Description of the task: Write out every one of the rows below word for word. Leave the pictures out of your copy.

■ ■ ■ ■

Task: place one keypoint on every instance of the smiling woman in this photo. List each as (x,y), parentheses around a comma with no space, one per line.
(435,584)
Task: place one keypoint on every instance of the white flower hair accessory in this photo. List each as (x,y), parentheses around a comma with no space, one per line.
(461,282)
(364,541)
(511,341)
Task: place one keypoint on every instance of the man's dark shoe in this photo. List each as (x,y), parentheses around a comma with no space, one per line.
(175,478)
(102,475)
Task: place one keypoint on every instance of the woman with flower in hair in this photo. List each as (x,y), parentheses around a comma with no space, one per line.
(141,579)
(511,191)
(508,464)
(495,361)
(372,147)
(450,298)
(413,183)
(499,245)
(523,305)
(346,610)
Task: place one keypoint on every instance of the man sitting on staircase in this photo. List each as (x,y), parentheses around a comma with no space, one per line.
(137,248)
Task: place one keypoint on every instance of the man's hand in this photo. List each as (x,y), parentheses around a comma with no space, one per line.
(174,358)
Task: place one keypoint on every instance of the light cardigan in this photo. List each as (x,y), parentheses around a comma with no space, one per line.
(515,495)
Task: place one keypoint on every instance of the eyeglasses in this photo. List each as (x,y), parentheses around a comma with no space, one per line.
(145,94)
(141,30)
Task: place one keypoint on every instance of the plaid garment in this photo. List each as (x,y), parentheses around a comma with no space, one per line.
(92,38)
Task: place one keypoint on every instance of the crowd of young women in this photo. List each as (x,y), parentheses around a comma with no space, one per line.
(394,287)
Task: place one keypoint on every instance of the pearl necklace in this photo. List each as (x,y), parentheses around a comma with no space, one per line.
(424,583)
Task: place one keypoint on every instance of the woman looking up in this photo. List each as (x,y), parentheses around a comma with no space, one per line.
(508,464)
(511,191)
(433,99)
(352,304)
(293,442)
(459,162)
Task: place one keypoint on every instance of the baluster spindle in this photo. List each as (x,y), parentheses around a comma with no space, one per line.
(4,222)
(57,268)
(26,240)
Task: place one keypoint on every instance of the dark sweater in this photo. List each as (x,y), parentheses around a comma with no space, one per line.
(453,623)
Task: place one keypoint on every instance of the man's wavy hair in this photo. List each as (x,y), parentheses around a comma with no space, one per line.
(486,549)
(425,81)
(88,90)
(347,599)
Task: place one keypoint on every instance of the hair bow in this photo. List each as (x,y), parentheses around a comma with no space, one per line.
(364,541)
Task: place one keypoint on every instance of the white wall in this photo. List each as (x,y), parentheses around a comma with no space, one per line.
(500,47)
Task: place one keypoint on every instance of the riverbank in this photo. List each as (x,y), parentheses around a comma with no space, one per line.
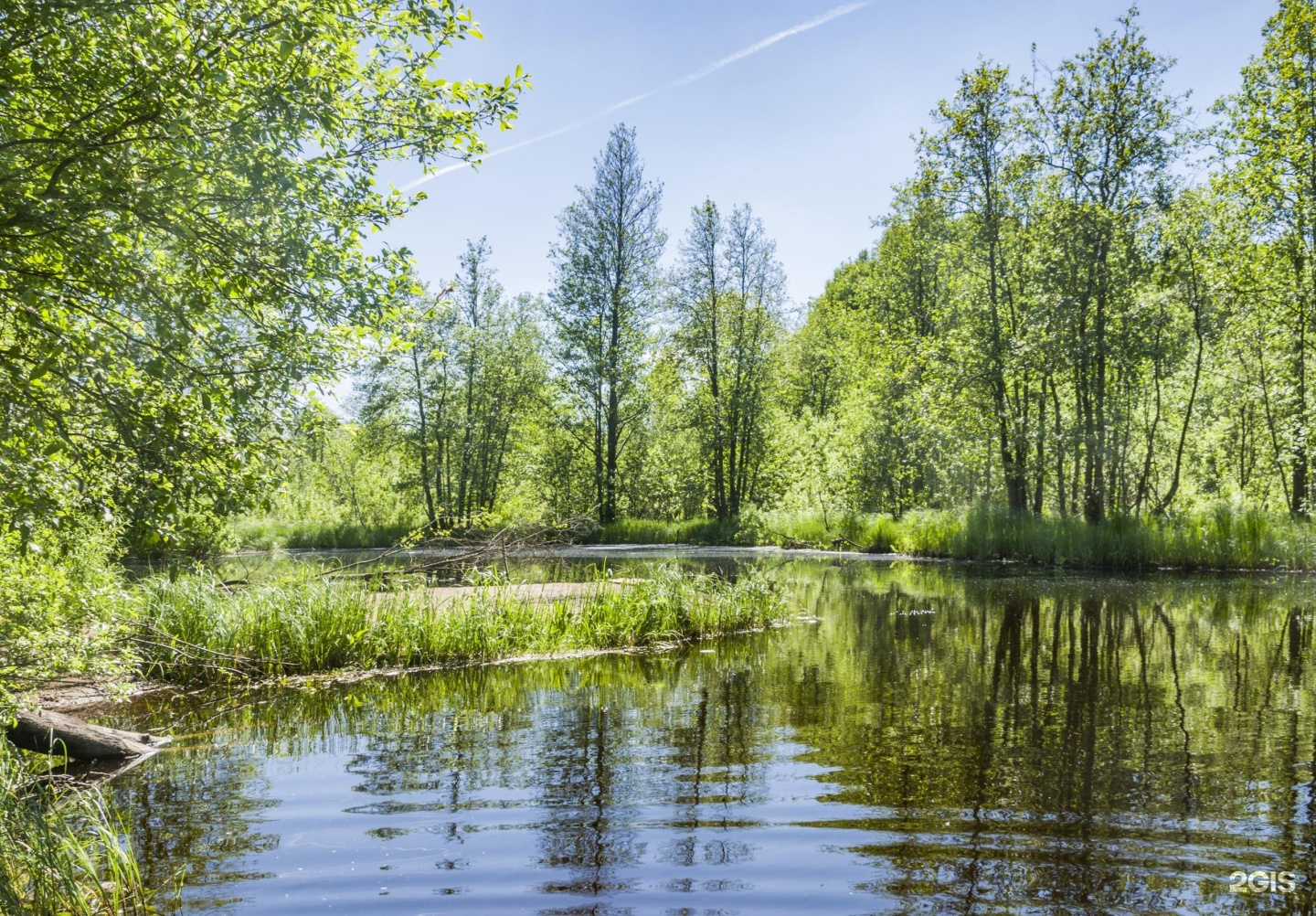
(1220,538)
(192,634)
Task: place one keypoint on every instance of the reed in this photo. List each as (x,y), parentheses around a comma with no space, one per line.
(62,853)
(190,632)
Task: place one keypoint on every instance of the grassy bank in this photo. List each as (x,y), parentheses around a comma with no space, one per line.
(1217,538)
(62,855)
(263,533)
(191,632)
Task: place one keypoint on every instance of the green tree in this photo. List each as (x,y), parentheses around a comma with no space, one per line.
(185,194)
(978,162)
(729,293)
(603,300)
(1109,132)
(1268,147)
(457,379)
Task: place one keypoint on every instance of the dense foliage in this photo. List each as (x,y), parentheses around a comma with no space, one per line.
(185,191)
(1082,304)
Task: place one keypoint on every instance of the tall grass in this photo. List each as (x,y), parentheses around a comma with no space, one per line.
(62,853)
(1220,538)
(190,632)
(849,530)
(265,533)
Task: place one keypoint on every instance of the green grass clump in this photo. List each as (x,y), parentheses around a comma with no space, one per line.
(191,632)
(265,533)
(848,530)
(688,530)
(62,853)
(1220,538)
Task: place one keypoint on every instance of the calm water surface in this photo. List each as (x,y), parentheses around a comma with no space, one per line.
(944,740)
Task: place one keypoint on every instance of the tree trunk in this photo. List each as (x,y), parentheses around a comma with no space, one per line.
(56,733)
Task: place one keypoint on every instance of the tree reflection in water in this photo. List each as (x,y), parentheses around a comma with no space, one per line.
(944,739)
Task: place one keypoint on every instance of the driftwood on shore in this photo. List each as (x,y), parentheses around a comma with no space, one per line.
(57,733)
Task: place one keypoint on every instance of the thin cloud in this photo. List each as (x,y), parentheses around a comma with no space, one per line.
(684,80)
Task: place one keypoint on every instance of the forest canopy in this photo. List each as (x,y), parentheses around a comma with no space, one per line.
(185,192)
(1086,300)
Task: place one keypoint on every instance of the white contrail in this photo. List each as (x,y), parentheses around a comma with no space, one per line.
(685,80)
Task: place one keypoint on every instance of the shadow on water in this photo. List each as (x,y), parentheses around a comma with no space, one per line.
(944,740)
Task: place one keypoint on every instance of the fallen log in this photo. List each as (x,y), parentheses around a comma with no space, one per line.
(57,733)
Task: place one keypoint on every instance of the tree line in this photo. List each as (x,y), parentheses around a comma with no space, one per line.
(1086,300)
(1080,303)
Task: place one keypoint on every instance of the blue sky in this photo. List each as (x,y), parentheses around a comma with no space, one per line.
(812,131)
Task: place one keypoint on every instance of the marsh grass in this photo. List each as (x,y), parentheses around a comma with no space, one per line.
(1219,538)
(190,632)
(62,853)
(849,530)
(265,533)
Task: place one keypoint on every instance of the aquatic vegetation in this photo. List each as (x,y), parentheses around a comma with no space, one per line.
(188,631)
(62,853)
(1219,538)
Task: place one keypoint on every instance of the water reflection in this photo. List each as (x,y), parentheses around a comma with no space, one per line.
(944,740)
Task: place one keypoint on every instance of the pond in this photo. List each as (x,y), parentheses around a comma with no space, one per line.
(944,739)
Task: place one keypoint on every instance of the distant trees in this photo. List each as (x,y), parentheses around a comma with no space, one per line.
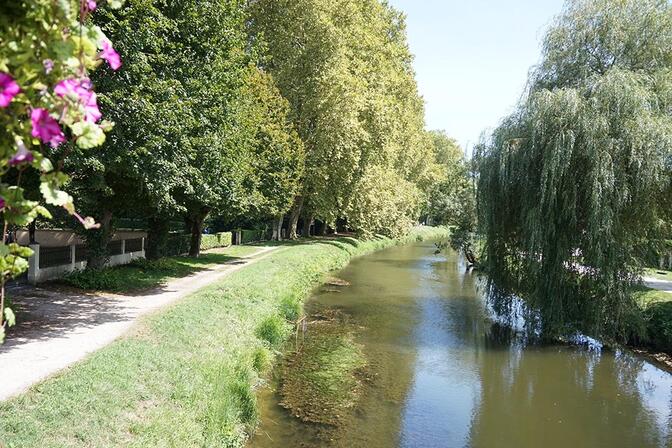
(576,183)
(345,68)
(230,111)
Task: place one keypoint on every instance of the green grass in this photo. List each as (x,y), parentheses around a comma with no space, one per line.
(320,381)
(656,307)
(185,376)
(658,274)
(144,274)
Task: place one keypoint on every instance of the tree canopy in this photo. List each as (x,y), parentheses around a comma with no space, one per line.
(575,185)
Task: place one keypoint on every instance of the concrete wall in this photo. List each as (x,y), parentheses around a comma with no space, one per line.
(60,238)
(38,275)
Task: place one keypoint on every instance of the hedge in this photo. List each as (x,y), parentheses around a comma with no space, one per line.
(212,241)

■ ■ ■ ■

Response below:
Task: place one keypoint on every instance of the smiling woman in this photo. List each as (x,y), parentheses around a comma with no space, one per line.
(435,584)
Task: place one keypoint on every instance of the white flower hair accessory in this photo. List each as (x,y), parentheses around a comma with no space, one per line.
(461,282)
(364,541)
(511,341)
Task: place one keypoint on every instance of the man's dark shoe in this photo. List each as (x,y), parentheses around a comma with no space, one per line.
(175,478)
(102,475)
Task: place one keypoint on every instance of the woman with flower in hair in this photo. List each as (x,y), parentheses around a comma with no space, one per line.
(141,579)
(511,191)
(508,464)
(495,361)
(372,147)
(450,298)
(413,183)
(499,245)
(523,305)
(346,610)
Task: place one keypoint on every instance of the man sitting on staircase in this photo. List each as (x,y), parentheses around a comma with no space, one per line.
(137,248)
Task: place one keypoint on every instance of the man's hand in this photo. List each as (x,y), parentheses around a comma with no space, one per line.
(174,358)
Task: place one keypoint on every instance of the light cardigan in this photo. List each as (x,y), parentheses around a comma with no space, one per line.
(515,495)
Task: place one keypoint on every instance of the eyeglasses in this photo. List each as (x,y), parentheses around a comma with no space, one per line.
(145,94)
(141,30)
Task: place one keypoint on every instance of the plaid garment in this photo. List each as (x,y), parentheses around a comma with no space, one per line.
(92,38)
Task: place one keypoint on every instance of the crowd of young women in this photo. List each as (x,y), parentheses around a comma with no space, one per line.
(394,287)
Task: place one keypoint on every instance of the pearl necklace in this photo. List each as (x,y), parentheses around a comma with no space, one per line.
(424,583)
Task: place one keypoint on every instance of the woman looking up in this photo. List each as (x,y), parentheses around a comma with no space, one per line.
(508,464)
(511,191)
(433,99)
(352,304)
(293,442)
(459,162)
Task: place one keypoint on every instance of the baluster spindle in this photo. List each as (x,y), parentheses around a comma with no space, one per line.
(4,222)
(57,268)
(26,240)
Task: place one keypoint on every instance of the dark sweater in this photo. List each as (x,y), parentheses around a comma with no space, one per line.
(453,623)
Task: place one keypoint on every instance of the man's wavy hair in this photo. List each as (x,y), parentheses around a comma with no space, one per line.
(486,549)
(425,81)
(88,90)
(347,599)
Task: place one keypoint on every instance of the hair bow in this photo. List each as (x,y), parentheses around a comma with no space, one per line.
(364,541)
Task: place one keypoint on every instance of the white wall in this photo. List each as (x,y), parentheses around a comma with no space, one per line.
(500,47)
Task: place one keypoint on every instance of the riverbank in this photo. List each as (x,y), parentheses around a comma with no space, one per line.
(1220,538)
(192,634)
Task: place one keypoint on every instance of the reed in this photo. List each as (x,y), parentheses around a comma with no space, one per line.
(62,853)
(190,632)
Task: place one keypoint on every instance of the grassy bank in this photo. List each as (x,y), parentheses around a comma with no space, one per line.
(1217,538)
(62,855)
(263,533)
(191,632)
Task: place one keypoint on every instance of the green tree in this photo. List each as (x,y), parentheses around a comma with no space, one per line.
(185,194)
(978,162)
(729,293)
(603,300)
(1109,132)
(1268,147)
(457,379)
Task: place one keypoint on every instance of the dense foliage in this photo. List each as (x,y), parentheses around a comma with no space, one per line.
(185,191)
(1082,304)
Task: place one keypoint on every instance of the tall grass in this photo. List each as (x,y), parentheses around a comma with no space, one per line.
(62,853)
(1220,538)
(190,632)
(849,530)
(265,533)
Task: place one keypoint on every instance of the green grass clump in this photo. List each as (x,y), parentheses around a comma with no space, one per line.
(191,632)
(265,533)
(848,530)
(688,530)
(62,853)
(1220,538)
Task: place one keypoint on every instance of the calm water surface in this photo. List each as (x,y), parentheses around a comma with no space, one per line.
(944,740)
Task: place one keypoint on every instance of the tree trunk in this photo. List each as (x,y), parentheses around a comma with no space, one per line.
(56,733)
Task: place one keypoint on every instance of the tree reflection in water in this photo. List each as (x,y), parentheses around a comma with no space, one per line.
(944,739)
Task: place one keypoint on every instance of the driftwood on shore in this photo. List each as (x,y), parentheses around a comma with no space, one per line.
(57,733)
Task: place one keypoint on every instance of the thin cloud in this photo. List each as (x,y), parentheses around a comma with no space, one per line.
(684,80)
Task: place one keypoint on every instance of the forest canopy in this photo. List each as (x,y), parentheses around a comma with no space, one per line.
(185,192)
(1086,300)
Task: place one keypoint on every instance of the white contrail in this photo. List each as (x,y), parentheses around a comma with no space, one per line.
(685,80)
Task: place one keypoint on every instance of the shadow on water in this photo. List each as (x,y), parentheses around a comma with no space, one per line.
(944,740)
Task: place one keypoint on every instance of the fallen log in this photo. List each as (x,y), parentheses around a comma with no space, one per line.
(57,733)
Task: place one keypoint on every instance of the tree line in this photo. List each as (x,y), parentheses around a comma with no space, one per line.
(1086,300)
(1080,303)
Task: place one keypoint on every instance of the blue sky in this photo. List each as (x,y), parentheses around a comma with no space, one per line.
(812,131)
Task: place one keypoint on every instance of the marsh grass in this photo. List each as (x,y), parentheses around a comma with no space, one per line.
(1219,538)
(190,632)
(62,853)
(849,530)
(265,533)
Task: place one keypoint on every instance of the aquatic vegetation in this photo. List each as (x,y), parentheses around a comma with no space, one per line.
(188,631)
(62,853)
(1219,538)
Task: place one keypoint on every instance of the water reflection in this photo. List each as (x,y), parentheses around a comma with no space, one per line.
(944,740)
Task: place one keypoint on every instance of the pond in this photo. List each as (x,y), parentheses around a comma with no space, one per line.
(944,739)
Task: place one keypoint on every instance of the distant trees in this photo. List each as (x,y), parentheses around a comma with no space, one per line.
(576,183)
(345,68)
(230,111)
Task: place one keypoint on every instance of the green grass in this photo. List each as (x,y), parentheses around a comma with no space, one per line.
(320,381)
(656,307)
(185,376)
(658,274)
(144,274)
Task: place one keypoint on every instance of the tree canopy in this photo. List each as (x,y), parentheses around a comma with no space, one per line.
(575,185)
Task: place one keypoint on every instance of the concrete wall in this photo. List each as (x,y), parentheses around a comma with no space, one per line.
(60,238)
(38,275)
Task: place one keypoint on every instance of the hedge in this photo. List each as (x,y), parentheses around a comma with no space, one per line.
(212,241)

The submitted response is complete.